──────── Passage provided ────────
M&A, Poised to Return

Sitting on a record $3.8 trillion in cash, firms that were waiting for the US election to end are poised for record dealmaking. Will that mean more layoffs, or more hiring?

You weren’t the only one waiting for all that campaigning to end.

After a noticeable and unexpected slowdown in merger and acquisition activity in the US this year, experts are predicting that the coming months will see corporate leaders jump into a slew of big deals. Certainly, the money is there: S&P 500 firms have been holding a record $3.8 trillion cash while awaiting the result of the US presidential election. “M&A thrives on certainty over ambiguity,” says Jeff Constable, co-leader of the Global Financial Officers practice at Korn Ferry.

Not knowing who would occupy the White House, many corporate leaders were concerned about where antitrust and regulatory oversight might be headed. Now, Constable says, a less restrictive environment under the incoming administration could see the return of transformational deals.

Experts say some industries are poised for more consolidation than others. Technology, energy, and life sciences are among the sectors experiencing the most activity this year. Nicson White, a senior client partner in the Life Sciences Advisory practice at Korn Ferry, says that supply-chain disruption, economies of scale, and the need for new drug therapies are driving consolidation in the sector; deal volume is up 20% in the last 12 months. “AI is accelerating drug-discovery research and clinical processes, allowing wider participation and more potential acquirees to enter the market,” says White.
────────
Problem statement:
Print the section of the M&A article that begins at "Sitting on a" and ends after "or more hiring?", reproducing it word for word.
──────── Information supplied ────────
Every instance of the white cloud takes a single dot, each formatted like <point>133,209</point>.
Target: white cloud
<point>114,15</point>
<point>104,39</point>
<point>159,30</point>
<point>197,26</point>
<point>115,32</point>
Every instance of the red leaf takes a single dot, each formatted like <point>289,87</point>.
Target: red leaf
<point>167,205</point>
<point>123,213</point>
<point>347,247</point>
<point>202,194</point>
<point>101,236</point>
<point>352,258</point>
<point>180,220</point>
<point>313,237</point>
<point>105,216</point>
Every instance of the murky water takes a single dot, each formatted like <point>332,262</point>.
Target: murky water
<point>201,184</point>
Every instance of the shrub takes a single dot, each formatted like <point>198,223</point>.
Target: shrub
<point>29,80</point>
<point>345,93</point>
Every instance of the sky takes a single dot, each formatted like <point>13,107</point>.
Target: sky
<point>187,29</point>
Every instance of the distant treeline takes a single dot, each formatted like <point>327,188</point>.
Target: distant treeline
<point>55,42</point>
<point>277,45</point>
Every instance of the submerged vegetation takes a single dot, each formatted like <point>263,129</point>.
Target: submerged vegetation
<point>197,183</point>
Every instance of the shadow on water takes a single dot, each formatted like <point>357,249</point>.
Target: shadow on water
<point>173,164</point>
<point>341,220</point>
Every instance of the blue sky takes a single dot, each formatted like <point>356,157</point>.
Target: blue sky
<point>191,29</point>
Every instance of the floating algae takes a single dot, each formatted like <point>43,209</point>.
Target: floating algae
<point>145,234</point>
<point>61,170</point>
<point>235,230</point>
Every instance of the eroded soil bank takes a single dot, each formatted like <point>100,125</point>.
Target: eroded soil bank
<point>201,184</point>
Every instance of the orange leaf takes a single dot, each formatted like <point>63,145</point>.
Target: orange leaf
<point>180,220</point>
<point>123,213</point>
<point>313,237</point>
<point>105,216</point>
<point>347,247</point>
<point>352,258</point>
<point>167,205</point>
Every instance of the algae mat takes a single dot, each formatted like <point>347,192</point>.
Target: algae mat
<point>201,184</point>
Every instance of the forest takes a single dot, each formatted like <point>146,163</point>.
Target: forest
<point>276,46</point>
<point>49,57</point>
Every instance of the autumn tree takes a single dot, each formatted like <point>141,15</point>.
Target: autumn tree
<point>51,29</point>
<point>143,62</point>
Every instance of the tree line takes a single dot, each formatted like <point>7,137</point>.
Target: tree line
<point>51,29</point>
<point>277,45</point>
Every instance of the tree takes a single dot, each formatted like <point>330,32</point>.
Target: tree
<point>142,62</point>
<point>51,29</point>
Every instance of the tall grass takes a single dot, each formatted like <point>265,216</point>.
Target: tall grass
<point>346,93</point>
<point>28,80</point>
────────
──────── Information supplied ────────
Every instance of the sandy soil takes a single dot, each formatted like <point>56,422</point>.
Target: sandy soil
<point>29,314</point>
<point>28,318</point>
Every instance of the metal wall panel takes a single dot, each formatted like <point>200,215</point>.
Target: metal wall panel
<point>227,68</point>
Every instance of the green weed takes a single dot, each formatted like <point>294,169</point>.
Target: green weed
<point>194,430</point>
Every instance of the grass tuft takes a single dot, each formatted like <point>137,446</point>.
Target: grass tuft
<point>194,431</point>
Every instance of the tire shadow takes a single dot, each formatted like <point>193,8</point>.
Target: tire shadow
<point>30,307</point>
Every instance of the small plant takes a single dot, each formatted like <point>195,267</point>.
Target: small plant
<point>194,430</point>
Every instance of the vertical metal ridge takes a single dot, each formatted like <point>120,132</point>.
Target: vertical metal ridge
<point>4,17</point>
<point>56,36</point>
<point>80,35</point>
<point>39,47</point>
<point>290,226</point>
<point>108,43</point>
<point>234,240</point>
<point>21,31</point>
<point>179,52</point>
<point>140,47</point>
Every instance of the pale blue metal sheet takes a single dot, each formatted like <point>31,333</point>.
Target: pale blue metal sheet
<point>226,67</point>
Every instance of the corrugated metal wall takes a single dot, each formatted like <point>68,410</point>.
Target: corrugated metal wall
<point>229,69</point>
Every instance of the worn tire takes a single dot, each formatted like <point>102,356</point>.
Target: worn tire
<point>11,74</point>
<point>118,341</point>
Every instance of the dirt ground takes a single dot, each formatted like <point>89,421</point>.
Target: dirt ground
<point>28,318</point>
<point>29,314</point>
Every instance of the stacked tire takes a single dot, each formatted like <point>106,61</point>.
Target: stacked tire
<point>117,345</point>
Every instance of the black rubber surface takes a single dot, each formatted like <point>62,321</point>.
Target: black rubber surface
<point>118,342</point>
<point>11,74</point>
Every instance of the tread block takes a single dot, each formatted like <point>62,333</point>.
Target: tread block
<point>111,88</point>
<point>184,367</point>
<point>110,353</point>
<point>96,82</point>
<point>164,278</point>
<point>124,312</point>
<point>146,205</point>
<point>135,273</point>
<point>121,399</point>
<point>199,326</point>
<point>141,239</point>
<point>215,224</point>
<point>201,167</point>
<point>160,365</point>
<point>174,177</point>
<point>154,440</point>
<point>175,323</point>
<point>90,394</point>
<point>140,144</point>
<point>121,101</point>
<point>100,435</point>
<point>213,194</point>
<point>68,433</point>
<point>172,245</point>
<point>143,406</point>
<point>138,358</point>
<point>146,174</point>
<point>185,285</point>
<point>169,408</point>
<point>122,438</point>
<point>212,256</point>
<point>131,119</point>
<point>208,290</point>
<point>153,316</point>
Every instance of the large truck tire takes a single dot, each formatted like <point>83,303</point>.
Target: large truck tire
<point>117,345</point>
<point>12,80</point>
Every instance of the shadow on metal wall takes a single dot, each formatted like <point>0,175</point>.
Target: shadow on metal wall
────────
──────── Information supplied ────────
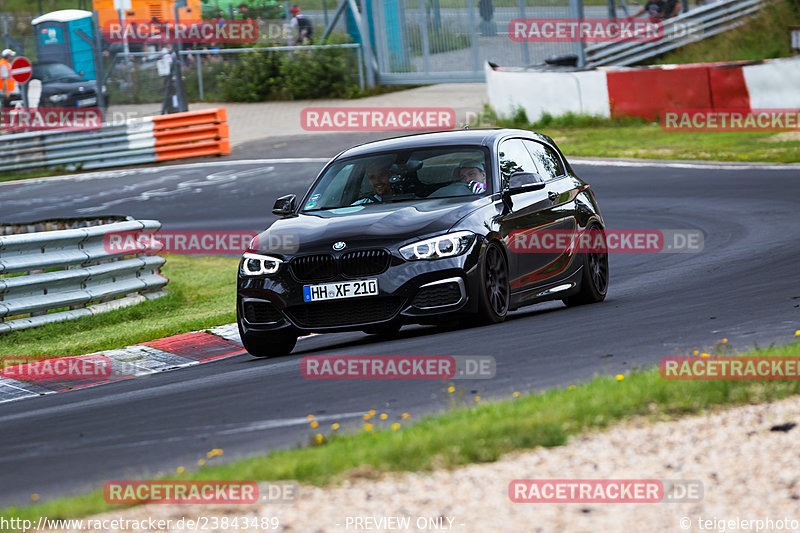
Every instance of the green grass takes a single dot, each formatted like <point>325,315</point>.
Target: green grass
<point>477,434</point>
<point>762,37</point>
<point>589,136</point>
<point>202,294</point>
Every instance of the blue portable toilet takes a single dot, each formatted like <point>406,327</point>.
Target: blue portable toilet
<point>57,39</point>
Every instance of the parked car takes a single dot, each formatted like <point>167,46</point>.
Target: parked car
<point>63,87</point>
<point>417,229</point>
────────
Final answer:
Sitting on a record $3.8 trillion in cash, firms that were waiting for the US election to end are poised for record dealmaking. Will that mean more layoffs, or more hiring?